* [PASSAGE FOR REVIEW]
▼▼▼
Data Extraction and Management
To review interventions, a data extraction table was created using Microsoft Excel in line with Cochrane's data collection form. Subsequently, the table was adjusted after being pilot-tested in randomly selected articles. It included study-related data: study name, year of publication, study design, number of patients in the intervention and control group, one-year recurrence rates of laser and control groups, in addition to secondary outcome measures. NDM and AG, two authors in the series collected the results and recorded them; disputes were resolved through discussion with an independent author FS.
Data Synthesis
Data were synthesized using OpenMeta Analyst (Brown University School of Public Health, Providence, RI) software. Using two independent authors, NDM and AG, the extracted data were entered into the software. The analysis involved utilizing a binary fixed-effects model with a generic inverse variance function being applied to account for cases of moderate to high heterogeneity and utilizing an odds ratio (OR) on the dichotomous data. The result about the primary outcome was reported on a forest plot with 95% confidence intervals (CIs).
Assessment of Heterogeneity
The data were assessed for heterogeneity using the Cochrane Q test (X2) and through the calculation of the I2 value. The studies yielded a statistically significant heterogeneity (I^2 = 77.12%, P = 0.013), which was successfully accounted for by using an inverse variance function (I^2 = 0%, P = 0.013).
Methodological Quality and Risk-of-Bias Assessment
For publications that satisfied the qualifying requirements, two authors, NDM and AG, independently evaluated the methodological quality and the risk of bias using the Cochrane Collaboration's tool, which classified RCTs as having a low, high, or unclear risk of bias (Table 1).
Table 1. Cochrane Collaboration’s tool.
Assessment of risk of bias for the randomized controlled trials utilizing the Cochrane Collaboration’s tool.
▲▲▲
* [DATA UNDER STUDY]
▼▼▼
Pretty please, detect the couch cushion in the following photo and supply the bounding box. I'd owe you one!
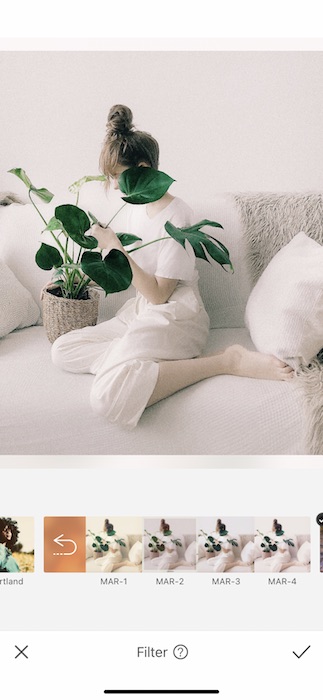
[246,233,323,367]
[0,260,40,338]
[0,326,303,454]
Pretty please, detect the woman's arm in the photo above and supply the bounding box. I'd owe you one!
[91,224,178,304]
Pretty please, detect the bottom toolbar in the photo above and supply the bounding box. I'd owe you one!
[0,628,323,700]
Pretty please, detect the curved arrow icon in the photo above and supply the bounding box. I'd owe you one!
[53,534,77,557]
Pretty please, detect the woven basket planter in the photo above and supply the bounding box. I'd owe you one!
[42,289,100,343]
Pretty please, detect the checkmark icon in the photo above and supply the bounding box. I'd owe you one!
[293,644,311,659]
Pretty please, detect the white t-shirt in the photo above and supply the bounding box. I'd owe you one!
[127,197,198,285]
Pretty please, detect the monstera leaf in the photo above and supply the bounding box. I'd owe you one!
[8,168,54,203]
[55,204,98,250]
[35,243,63,270]
[81,248,132,294]
[119,166,175,204]
[165,219,233,270]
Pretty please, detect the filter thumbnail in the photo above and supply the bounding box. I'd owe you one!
[255,516,311,574]
[197,516,255,574]
[144,518,197,571]
[86,516,143,574]
[0,516,34,573]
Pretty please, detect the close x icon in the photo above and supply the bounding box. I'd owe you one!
[15,644,28,659]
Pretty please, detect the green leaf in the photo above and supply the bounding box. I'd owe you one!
[8,168,54,202]
[81,248,132,294]
[68,175,107,194]
[116,233,142,248]
[88,211,100,225]
[35,243,63,270]
[30,185,54,204]
[44,216,64,231]
[8,168,32,189]
[55,204,98,250]
[165,219,233,270]
[119,166,175,204]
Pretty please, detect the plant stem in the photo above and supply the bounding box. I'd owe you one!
[28,190,73,262]
[127,236,171,253]
[107,202,128,227]
[28,190,48,224]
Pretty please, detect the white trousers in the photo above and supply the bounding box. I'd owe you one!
[52,285,209,428]
[95,551,122,572]
[208,552,234,571]
[268,549,291,572]
[151,549,178,571]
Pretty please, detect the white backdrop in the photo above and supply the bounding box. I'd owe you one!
[0,51,323,221]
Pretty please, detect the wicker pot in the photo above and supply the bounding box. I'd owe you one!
[205,550,215,559]
[93,551,103,559]
[42,289,100,343]
[149,550,159,559]
[261,552,271,559]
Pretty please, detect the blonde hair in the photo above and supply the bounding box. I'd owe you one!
[100,105,159,177]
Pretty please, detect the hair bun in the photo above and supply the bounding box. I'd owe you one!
[107,105,133,137]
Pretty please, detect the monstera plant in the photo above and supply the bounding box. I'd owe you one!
[9,166,232,299]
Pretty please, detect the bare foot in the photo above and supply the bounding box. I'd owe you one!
[223,345,294,381]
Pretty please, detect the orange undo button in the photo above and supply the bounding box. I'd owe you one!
[44,517,86,573]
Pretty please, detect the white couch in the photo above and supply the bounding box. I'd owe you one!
[255,534,311,577]
[197,532,254,574]
[86,532,143,575]
[0,195,304,455]
[143,531,197,573]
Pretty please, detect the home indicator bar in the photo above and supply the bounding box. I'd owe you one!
[104,689,220,695]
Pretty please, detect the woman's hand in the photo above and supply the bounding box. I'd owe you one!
[91,224,125,253]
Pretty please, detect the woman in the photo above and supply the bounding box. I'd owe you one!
[0,518,20,573]
[151,520,179,571]
[207,518,240,571]
[268,518,292,572]
[52,105,292,428]
[96,519,122,571]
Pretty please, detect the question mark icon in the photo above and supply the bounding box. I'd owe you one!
[173,644,188,660]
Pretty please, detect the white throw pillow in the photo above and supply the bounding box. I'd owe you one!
[245,232,323,367]
[240,541,259,564]
[184,542,197,566]
[128,541,142,566]
[0,260,40,338]
[297,542,311,566]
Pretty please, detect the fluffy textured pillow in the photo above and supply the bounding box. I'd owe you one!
[240,542,258,564]
[184,542,197,566]
[0,260,40,338]
[128,541,142,566]
[297,542,311,566]
[245,232,323,367]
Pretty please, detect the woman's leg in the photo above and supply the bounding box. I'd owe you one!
[147,345,293,406]
[52,317,127,374]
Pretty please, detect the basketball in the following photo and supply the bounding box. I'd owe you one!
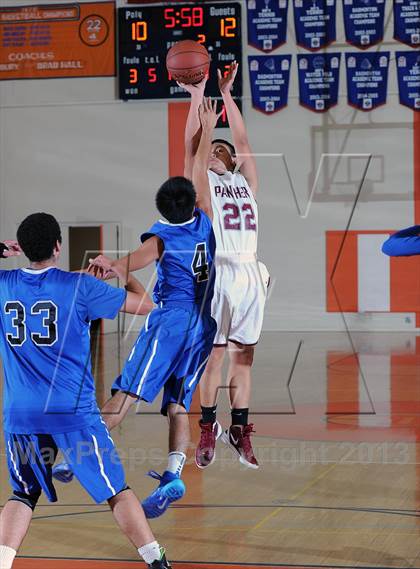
▲▲▲
* [EXERCISE BRIEF]
Answer these questions about the methods text:
(a) Which program was used to create the data extraction table?
(b) Which software was used to synthesize the data?
(c) Into what three risk-of-bias categories could the Cochrane Collaboration's tool place the RCTs?
Answer from the methods text alone.

* [RESULT OF THIS TASK]
(a) Microsoft Excel
(b) OpenMeta Analyst
(c) Low, high, or unclear risk of bias